▶ **DIRECTIONS**: What you return must match the records word for word.
#### RECORDED INFORMATION
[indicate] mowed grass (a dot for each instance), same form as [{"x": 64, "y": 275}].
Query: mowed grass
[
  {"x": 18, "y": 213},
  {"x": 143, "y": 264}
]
########
▶ **WORKED SOLUTION**:
[indicate] mowed grass (a dot for each instance), same form as [{"x": 64, "y": 275}].
Query: mowed grass
[
  {"x": 18, "y": 213},
  {"x": 143, "y": 264}
]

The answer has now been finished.